記述課題 1:
次の(a)〜(c)の記述が自転車選手へのインタビューの内容と合っているかどうかを「はい」か「いいえ」で答え、判断の根拠となるインタビュー中の語句をそのまま引用してください。
(a) 孫崎選手のRCSの2日目のロードレースでは、逃げが最後まで決まった。
(b) 孫崎選手はRCSで総合1位になった。
(c) 中川選手が北海道選抜として出場するのは今回が初めてである。
記述課題 2:
自転車選手へのインタビューについて、次の質問に答えてください。
(a) 孫崎選手がRCSに出たのは、インカレ前に何を見てみようと思ったからですか。
(b) 孫崎選手の総合順位に反映されたのは、何日目の何のレースの結果ですか。
(c) 中川選手が力を入れていたと述べているのは何ですか。
記述課題 3: 自転車選手へのインタビューを、中川選手の最後の発言の後から書き継いでください。

読解文:
%%

孫崎 RCSに久々に出場して、自分が今どれくらい走れるのかをインカレ前に見てみようと思って出たんですけど、自分が思っていたより走れたので良かったです。2日目のロードレースは自分の力で展開を作って、逃げもみんな諦めかけた中、TOJの経験を生かして逃げられると思って、なんとか周りの人たちといけると鼓舞しつつ、いい感じでその逃げが最後まで決まりました。TOJの経験を生かしたという意味ではすごくいい収穫が得られました。結果としては総合1位と同点で、1日目のポイントレースの結果が反映されて2位になってしまいましたが、実質総合1位を取れていたのはもったいないことをした反面、しっかりいいレースができたとは思います。インカレ前の最後のレースでいい感触をつかめたので良かったです。

――中川選手はシーズン前半ツールド北海道出場を狙ってピーキングしている印象でした

中川 そうですね。きょねんインカレが終わった時点でけっこういい位置につけていましたが、ロードレースは強くても何があるか分からないので、チームTTでいい順位に入って出場を確実なものにしたかったというのがあります。チームTTに力を入れていました。

――北海道選抜として出場されるそうですが、何回目ですか。

中川 2回目です。ことしのインカレから始まるので、インカレではしっかりポイントを取ってらいねんこそはと思っています。

%%

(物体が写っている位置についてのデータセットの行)
%%

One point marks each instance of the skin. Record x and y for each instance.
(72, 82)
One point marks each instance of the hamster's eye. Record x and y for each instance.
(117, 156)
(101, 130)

%%

解答 1:
(a) はい。「いい感じでその逃げが最後まで決まりました」
(b) いいえ。「1日目のポイントレースの結果が反映されて2位になってしまいましたが」
(c) いいえ。「2回目です。」

解答 2:
(a) 自分が今どれくらい走れるのか。
(b) 1日目のポイントレースの結果。
(c) チームTT。

解答 3:
――今季は3人の1年生がロード班に加わりました

孫崎 まだ練習量が足りないかなとは思います。まだ大学自転車競技界に入って間もないのはあると思いますが、チームで決めたことにはしっかり取り組んでくれています。そこはまだ僕らの指導不足もあったと思うので。1年生は1年生なりに何ができるか考えてくれているので練習量の少なさは少し目立ちますがメンタル面や他の部分ではいいと思います。

――夏休みに入りましたが練習はどうしていますか

孫崎 今は暑いのであまり長時間は練習できないですね。合宿でしっかり追い込んで、こっちに帰ってきたら高負荷のトレーニングよりは調整をしたいです。行ってもせいぜい100kmくらいですかね。僕らは埼玉の飯能方面に行って、秩父の手前の峠で折り返してます。正丸峠の隣の山伏峠というところです。

――今季は大町美麻ロードや夏の風物詩だった湾岸クリテリウムがなくなりましたが、影響はありましたか

孫崎 特に影響はないですね。気持ち的に湾岸クリテがなくなったのはちょっとショックですけど、それ以外は全然大丈夫ですね。

「拳さんにカレーうどん食べさせてもらいました」(小野)

小野

――小野選手は大学生活には慣れましたか

小野 やっと夏休みになって、高校の頃の休日と変わらず自転車に乗る日々が続いています。授業にも慣れてきました。僕は元々高校もスポーツのクラスだったのでそんなに変わらず楽しくやってます。

――小野選手はどのような経緯でワセダに来ましたか

小野 もともと僕は海外志望が強くて、ずっと高校のインターハイ終わるまでフランスに行くって言っていたんですけど、ちょうど関東大会で落車してしまい、ネイションズカップというドイツのレースに日本代表として出るはずでしたが出られなくなってしまって。そこてちょうど考える時間ができて、孫崎さんや中川さんもいましたし、ワセダに行くのもありだと思い直しました。今すぐ海外に行かなくても、もちろんそれでは遅いとは思いますけど、大学終わってからでも挑戦はできるなと思って、大学に入りました。これからの人生にも役立つと思って。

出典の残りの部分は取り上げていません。